DOCUMENT EXCERPT:
──────────────────────────────

Inconjunction was this weekend. I didn't go. I'm still getting used to being around people again. I nerved myself up and went to a nearby antique shop Saturday, and then to dinner at Half Liter with Tam and one of her friends. A lot of walking and a little bit of bike-riding: I slept like a log.
Between the pandemic, the crazy reactions to the pandemic, and the chaos leading up to and following the 2020 election, I have become deeply leery of anything but the simplest. arms-length, surface-level interactions with other people. Don't know 'em, don't wanna know 'em; smile, nod, "How about this weather?" and be on my way. I'm sure many of them are fine people but I've been disappointed too many times and fooled more than once. So how about I just don't get to know them well enough to find out? Seems like a fine basis for coexistence. Maybe they're a saint. Maybe they're an asshole. Why should I know?

──────────────────────────────

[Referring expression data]
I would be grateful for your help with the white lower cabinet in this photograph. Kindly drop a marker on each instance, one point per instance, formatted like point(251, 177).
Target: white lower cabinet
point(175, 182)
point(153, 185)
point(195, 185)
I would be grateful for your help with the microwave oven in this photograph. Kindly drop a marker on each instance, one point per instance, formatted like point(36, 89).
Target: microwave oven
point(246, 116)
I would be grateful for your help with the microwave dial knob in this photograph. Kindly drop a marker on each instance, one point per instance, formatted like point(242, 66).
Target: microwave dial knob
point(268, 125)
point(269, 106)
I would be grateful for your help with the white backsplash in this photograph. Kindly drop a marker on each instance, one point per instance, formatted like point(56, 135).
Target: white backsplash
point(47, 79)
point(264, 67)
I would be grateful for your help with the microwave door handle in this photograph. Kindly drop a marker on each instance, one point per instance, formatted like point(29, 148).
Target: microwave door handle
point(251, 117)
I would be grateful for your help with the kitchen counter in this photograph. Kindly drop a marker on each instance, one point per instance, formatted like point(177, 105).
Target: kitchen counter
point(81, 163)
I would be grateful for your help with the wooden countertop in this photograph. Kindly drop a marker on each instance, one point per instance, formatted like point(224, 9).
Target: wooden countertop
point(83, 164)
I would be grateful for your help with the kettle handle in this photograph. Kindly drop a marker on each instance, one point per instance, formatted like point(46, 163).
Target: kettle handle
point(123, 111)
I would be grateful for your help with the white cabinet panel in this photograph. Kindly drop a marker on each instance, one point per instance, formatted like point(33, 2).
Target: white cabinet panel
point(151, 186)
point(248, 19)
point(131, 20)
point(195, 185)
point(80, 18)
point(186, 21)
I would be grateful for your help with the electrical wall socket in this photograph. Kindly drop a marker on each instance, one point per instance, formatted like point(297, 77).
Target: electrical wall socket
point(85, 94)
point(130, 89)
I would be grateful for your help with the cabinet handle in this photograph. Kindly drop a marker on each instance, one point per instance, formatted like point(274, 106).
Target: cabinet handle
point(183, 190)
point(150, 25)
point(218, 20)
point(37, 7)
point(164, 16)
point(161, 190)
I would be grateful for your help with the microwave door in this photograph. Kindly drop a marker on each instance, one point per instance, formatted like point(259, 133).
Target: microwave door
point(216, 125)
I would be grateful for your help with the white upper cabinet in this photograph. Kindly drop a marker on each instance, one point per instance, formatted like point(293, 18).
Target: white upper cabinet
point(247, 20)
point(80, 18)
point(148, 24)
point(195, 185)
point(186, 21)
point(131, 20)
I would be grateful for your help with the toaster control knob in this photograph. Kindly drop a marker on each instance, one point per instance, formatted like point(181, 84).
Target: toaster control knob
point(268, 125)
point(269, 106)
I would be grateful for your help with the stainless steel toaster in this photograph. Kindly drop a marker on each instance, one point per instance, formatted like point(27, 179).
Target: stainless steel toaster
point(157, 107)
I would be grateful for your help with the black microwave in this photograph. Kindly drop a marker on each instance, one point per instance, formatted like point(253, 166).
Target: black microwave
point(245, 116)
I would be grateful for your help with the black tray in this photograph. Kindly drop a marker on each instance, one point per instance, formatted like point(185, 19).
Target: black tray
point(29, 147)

──────────────────────────────

EXERCISE SET:
[a] What does the blog post name as the causes of the writer becoming deeply leery of anything but surface-level interactions with other people? List all of them.
[b] Answer these questions from the blog post:
(i) Where did the writer have dinner on Saturday?
(ii) Who did the writer have that dinner with?
(iii) What question about the weather does the writer give as an example of small talk?
Answer using only the blog post.

TASK ANSWERS:
[a]
- the pandemic
- the crazy reactions to the pandemic
- the chaos leading up to and following the 2020 election

[b]
(i) At Half Liter.
(ii) With Tam and one of her friends.
(iii) "How about this weather?"